» WHAT TO PRODUCE: Look below for the line containing "Target: dense crop canopy" and the line containing "721, row 150."; repeat exactly those two lines and all lines between them, and nothing else.

» LISTED RECORDS:
--------------------------------

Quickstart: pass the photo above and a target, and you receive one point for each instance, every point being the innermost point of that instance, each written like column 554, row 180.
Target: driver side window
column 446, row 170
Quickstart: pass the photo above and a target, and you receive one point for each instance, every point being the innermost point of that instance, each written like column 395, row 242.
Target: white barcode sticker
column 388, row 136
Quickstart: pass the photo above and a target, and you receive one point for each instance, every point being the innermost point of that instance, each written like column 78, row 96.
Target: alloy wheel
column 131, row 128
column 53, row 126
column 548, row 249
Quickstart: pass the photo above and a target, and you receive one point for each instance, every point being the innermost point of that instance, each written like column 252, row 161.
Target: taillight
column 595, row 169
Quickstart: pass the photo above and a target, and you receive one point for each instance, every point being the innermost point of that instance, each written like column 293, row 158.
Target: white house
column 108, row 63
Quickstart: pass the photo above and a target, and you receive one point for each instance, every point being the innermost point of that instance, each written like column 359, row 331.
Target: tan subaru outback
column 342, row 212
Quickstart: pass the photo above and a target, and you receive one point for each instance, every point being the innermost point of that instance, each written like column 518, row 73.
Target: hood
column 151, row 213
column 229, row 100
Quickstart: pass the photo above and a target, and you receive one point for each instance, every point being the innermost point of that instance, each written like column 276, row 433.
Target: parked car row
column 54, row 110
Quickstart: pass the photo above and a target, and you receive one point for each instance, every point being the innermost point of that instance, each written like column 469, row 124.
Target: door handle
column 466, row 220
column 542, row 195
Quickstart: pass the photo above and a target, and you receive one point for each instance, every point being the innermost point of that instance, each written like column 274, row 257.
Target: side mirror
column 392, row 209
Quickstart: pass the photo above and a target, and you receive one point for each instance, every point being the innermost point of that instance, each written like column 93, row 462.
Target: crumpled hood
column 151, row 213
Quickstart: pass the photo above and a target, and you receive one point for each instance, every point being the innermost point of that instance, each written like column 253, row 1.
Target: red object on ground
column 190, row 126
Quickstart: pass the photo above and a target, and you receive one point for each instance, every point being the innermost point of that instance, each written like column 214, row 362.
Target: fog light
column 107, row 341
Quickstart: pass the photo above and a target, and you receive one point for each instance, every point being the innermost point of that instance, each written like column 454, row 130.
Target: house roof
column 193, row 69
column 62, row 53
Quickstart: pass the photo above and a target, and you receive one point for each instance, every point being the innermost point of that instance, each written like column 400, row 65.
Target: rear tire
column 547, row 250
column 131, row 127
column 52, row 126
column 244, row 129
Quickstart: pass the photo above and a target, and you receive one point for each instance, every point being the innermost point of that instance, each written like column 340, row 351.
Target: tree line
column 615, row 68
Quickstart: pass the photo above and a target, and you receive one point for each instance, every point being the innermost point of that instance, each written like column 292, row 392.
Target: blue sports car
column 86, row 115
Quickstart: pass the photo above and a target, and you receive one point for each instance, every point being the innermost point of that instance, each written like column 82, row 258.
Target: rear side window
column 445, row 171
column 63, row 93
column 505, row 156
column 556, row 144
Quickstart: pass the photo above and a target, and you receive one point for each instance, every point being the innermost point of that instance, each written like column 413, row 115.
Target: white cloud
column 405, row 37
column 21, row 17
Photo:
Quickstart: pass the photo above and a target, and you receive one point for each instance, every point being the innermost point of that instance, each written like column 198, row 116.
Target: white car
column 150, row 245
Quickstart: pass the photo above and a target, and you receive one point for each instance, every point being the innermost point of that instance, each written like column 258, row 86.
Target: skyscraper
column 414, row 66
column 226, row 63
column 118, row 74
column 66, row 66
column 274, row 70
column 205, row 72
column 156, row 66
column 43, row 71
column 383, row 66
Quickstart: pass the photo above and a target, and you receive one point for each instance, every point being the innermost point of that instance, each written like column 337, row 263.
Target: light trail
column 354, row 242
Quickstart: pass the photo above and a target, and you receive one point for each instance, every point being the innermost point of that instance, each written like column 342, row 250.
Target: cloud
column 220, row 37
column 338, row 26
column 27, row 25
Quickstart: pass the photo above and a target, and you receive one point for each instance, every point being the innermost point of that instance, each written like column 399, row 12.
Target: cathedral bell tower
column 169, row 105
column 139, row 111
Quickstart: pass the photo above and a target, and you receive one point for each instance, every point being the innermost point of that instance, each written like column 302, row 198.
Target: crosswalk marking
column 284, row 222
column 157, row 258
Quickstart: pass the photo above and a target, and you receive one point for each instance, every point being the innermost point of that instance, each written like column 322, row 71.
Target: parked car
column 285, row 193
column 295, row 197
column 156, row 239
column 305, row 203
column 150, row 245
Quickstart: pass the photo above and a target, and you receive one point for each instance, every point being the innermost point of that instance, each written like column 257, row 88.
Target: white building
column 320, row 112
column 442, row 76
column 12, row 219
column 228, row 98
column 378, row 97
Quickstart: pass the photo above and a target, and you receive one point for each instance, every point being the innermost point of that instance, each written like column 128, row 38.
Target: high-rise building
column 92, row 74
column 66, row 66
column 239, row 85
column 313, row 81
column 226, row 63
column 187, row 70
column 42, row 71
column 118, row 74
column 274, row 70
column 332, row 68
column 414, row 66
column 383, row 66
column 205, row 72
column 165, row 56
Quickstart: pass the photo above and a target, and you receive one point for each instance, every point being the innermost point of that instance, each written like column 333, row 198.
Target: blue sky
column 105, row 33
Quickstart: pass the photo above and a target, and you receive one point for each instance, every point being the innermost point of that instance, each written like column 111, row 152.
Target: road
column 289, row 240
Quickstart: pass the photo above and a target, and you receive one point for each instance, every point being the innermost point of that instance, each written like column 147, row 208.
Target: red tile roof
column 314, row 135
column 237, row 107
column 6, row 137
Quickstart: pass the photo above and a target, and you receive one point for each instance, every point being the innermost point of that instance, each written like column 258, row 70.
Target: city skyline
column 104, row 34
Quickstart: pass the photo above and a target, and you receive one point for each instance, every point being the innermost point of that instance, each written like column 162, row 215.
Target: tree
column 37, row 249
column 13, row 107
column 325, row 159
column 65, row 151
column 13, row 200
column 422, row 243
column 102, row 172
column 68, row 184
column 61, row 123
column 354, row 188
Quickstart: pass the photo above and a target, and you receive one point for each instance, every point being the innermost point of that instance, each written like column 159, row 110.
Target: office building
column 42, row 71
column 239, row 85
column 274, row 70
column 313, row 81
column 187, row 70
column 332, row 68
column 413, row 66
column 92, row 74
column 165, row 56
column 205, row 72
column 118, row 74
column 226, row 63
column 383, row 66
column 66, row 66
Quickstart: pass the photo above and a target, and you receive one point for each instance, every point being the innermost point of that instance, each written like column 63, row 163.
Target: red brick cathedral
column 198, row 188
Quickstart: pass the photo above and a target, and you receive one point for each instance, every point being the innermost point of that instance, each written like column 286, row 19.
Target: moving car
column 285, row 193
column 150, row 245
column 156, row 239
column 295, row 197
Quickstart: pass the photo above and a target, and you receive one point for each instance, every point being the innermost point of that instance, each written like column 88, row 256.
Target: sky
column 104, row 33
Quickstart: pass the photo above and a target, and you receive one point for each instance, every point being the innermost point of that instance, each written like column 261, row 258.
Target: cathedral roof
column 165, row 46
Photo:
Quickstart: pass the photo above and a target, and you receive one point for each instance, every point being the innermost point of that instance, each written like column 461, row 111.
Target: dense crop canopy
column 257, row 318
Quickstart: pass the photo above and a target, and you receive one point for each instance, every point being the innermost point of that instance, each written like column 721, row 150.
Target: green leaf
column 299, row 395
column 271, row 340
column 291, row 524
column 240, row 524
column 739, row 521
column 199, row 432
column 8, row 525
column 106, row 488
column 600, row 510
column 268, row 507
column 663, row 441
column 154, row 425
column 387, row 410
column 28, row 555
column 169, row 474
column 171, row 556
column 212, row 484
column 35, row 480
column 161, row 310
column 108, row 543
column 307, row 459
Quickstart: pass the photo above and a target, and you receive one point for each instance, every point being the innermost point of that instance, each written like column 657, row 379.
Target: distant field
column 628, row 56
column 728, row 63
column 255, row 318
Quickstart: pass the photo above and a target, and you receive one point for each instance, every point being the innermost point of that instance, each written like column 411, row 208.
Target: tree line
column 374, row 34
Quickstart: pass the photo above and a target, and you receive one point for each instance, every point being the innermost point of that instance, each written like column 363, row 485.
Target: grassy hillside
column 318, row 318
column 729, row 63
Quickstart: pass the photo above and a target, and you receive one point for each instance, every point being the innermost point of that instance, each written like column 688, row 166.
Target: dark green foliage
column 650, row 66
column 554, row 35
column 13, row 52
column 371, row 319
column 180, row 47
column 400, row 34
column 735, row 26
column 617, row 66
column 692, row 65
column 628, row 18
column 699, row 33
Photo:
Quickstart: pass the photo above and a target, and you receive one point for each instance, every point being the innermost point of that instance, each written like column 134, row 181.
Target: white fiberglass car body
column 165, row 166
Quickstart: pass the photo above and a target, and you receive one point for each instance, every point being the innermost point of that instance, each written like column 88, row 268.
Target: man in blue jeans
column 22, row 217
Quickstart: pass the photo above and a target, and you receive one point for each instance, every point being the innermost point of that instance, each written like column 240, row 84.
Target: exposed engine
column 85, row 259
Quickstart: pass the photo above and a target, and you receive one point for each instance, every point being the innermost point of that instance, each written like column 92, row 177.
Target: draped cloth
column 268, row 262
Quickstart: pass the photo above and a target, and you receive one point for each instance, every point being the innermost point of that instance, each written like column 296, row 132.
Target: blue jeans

--------------------------------

» SOLUTION TO THIS PROBLEM:
Target: dense crop canopy
column 257, row 318
Quickstart: pass the photo above and a target, and you receive one point for each instance, every point being the innermost point of that instance, each written like column 721, row 150.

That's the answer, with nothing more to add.